• **Written problem 1**:
In the Sacred video game text, where does the Gladiator start the game?
• **Written problem 2**:
Extend the Sacred video game text from where it stops.

- Developer: Ascaron
- Publishers: GER: Take 2 Interactive; EU: Koch Media; NA: Encore; AU: Red Ant Enterprises; Linux Game Publishing (Linux)
- Designers: Aarne Jungerberg Michael Bhatty Franz Stradal Hans-Arno Wegner
- Platforms: Microsoft Windows, Linux
- Release: Microsoft WindowsGER: 27 February 2004; EU: 19 March 2004; NA: 24 March 2004; LinuxWW: 9 April 2009;
- Genre: Action role-playing
- Modes: Single-player, multiplayer

= Sacred (video game) =

2004 video game

Sacred is a 2004 action role-playing game developed by the German company Ascaron and published by Take 2 Interactive. It is set on the magical continent of Ancaria, with characters of various races (dark elf, vampiress, dwarf, etc.) each with their own missions. Two expansion packs were released for the game in 2004 and 2005. In 2008, Linux Game Publishing announced that they would port the game to the Linux operating system.

Sacred was a commercial hit, with sales above 2 million units worldwide by 2009. It spawned the Sacred video game franchise, and was followed by the sequels Sacred 2: Fallen Angel, Sacred Citadel, and Sacred 3.

==Gameplay==
===Characters===
Upon beginning the game, players are given a choice to start with one of six different character types: Gladiator, Dark Elf, Wood Elf, Vampiress, Battle-Mage, and Seraphim. The Daemon and Dwarf were additional characters added in the expansion Sacred Underworld and included in Sacred Gold.

Each character begins in a different part of the area around a town in Ancaria (the continent that Sacred takes place within), and with a different starting quest. For example, the Gladiator starts in a colosseum, enslaved by his master, while the Seraphim starts in a church. The Dark Elf starts on a cliff with a Wood Elf companion. Throughout the game, the characters all receive different sub-quests.

Each character class is also restricted to a certain set of items, and has a different set of skills. To increase these skill levels, characters must find runes that correspond to those skills, a rather novel system in contrast to the more mainstream model of skill points. Some character classes have identical skills, but the runes from one class cannot be used to advance skills in another class. Runes may be traded and used for crafting.

===Items===
Sacred features a vast array of items that can be obtained from shops, various containers (chests, barrels, graves...), dead monsters or "magical hiding places" in many of the rocks and bushes throughout Ancaria, which are indicated by a yellow sparkle. Many of the items can be only equipped by one type of character, like wings, which can only be equipped by a Seraphim.

• **Record excerpts**:

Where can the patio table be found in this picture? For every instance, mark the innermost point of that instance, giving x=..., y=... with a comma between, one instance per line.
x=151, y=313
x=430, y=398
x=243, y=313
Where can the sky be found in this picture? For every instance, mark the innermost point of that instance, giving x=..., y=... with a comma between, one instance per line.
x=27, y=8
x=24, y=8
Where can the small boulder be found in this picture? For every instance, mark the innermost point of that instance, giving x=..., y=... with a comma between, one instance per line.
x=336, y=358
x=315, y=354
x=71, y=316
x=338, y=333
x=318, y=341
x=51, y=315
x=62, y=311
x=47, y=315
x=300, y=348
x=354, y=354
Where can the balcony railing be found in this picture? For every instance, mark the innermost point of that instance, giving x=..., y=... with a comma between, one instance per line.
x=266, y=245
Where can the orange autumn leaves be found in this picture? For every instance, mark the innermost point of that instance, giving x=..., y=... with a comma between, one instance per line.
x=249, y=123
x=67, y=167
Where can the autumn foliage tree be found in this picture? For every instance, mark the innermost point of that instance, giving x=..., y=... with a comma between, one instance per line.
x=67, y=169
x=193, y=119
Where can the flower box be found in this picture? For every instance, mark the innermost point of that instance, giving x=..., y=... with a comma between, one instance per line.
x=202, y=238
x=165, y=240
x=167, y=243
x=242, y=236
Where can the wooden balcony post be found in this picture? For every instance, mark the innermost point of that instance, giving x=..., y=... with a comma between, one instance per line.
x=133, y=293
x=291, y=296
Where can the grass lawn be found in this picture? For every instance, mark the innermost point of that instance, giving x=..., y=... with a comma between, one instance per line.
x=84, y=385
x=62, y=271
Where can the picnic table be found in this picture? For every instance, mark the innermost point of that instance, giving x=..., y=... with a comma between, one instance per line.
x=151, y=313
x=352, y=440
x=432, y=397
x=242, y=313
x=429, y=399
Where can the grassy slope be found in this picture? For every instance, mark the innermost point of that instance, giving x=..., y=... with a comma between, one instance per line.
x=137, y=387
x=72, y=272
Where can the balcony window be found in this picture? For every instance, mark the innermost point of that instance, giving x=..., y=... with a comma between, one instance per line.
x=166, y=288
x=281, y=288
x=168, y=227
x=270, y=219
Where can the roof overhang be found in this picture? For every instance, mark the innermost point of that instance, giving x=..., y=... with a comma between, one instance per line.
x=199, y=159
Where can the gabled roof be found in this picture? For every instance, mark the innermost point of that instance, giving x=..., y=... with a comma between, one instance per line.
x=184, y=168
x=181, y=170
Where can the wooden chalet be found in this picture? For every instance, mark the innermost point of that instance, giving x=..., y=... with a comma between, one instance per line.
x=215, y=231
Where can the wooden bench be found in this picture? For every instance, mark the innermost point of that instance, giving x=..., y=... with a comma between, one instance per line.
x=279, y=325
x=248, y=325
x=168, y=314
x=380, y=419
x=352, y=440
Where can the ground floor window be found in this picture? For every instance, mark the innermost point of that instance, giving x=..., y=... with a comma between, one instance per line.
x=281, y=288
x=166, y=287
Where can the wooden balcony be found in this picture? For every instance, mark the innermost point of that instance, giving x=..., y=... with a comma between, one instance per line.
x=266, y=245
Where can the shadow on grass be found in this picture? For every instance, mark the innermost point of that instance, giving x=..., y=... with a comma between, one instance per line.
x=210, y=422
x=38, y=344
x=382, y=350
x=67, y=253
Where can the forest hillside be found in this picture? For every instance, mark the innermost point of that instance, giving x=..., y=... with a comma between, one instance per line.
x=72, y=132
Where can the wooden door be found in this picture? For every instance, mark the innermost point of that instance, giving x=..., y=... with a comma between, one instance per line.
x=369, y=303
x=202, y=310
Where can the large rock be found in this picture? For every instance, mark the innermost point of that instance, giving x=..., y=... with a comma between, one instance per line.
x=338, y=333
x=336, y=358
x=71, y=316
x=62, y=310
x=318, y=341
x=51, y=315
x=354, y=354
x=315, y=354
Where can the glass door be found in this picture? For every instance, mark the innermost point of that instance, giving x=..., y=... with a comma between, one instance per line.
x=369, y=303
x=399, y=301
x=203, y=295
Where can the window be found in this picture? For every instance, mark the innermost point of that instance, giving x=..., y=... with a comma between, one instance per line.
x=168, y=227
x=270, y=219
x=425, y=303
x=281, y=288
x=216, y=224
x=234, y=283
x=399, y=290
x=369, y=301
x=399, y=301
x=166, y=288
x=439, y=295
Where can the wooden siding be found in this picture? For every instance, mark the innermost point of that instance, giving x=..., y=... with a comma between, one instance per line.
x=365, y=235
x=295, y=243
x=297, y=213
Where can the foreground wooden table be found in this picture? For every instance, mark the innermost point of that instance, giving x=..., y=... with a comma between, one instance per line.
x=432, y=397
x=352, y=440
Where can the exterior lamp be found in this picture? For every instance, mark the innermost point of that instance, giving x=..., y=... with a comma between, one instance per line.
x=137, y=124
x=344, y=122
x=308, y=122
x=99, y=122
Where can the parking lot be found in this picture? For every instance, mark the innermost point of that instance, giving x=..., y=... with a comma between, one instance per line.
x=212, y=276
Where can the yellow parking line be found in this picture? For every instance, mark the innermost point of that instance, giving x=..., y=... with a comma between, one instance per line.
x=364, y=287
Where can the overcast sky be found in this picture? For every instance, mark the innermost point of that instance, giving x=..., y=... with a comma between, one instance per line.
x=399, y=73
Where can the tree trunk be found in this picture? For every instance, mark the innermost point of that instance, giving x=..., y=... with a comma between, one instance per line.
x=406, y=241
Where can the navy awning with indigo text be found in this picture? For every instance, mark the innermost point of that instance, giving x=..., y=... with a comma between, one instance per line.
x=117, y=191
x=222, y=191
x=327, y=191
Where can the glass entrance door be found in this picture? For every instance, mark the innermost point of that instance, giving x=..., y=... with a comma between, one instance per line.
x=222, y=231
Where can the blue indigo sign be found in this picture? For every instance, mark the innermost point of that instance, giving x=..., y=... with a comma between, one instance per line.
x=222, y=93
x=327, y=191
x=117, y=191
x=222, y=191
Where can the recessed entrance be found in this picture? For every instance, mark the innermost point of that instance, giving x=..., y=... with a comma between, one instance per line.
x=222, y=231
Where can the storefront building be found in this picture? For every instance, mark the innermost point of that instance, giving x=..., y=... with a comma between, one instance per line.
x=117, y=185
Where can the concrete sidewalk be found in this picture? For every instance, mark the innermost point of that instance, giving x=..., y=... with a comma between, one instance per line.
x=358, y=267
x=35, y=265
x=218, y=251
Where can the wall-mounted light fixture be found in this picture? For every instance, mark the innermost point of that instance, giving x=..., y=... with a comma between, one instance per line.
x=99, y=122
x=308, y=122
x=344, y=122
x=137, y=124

• **Expected output 1**:
In a colosseum, enslaved by his master.

• **Expected output 2**:
There are also several potion types, such as the typical health heal, but there are other types, like Potions of Undead death, which stops Undead from reviving once players kill them, and "Potions of Concentration", which regenerate players' combo attacks so they can be used faster. There are no mana-heal potions in Sacred, because mana is not a feature of the game. Also, monsters occasionally drop a rune that increases a certain skill for a certain character, if used.

If the player owns a horse several different types of saddles can be bought to be used on it. These saddles increase the speed, defense, and damage done by the horse. Only one horse may be owned at a time, and the horse can be damaged and killed.

The names of items are in five different colors, (white, blue, yellow, brown, green) which represent different quality classes of equipment:

Sometimes, a monster drops a set item. Much like in Diablo II these set items will become much more powerful when gathered together and are very useful and sought after in multiplayer games. However, this is not to say that unique items are inferior to set items. Unique items are usually individually better than set items.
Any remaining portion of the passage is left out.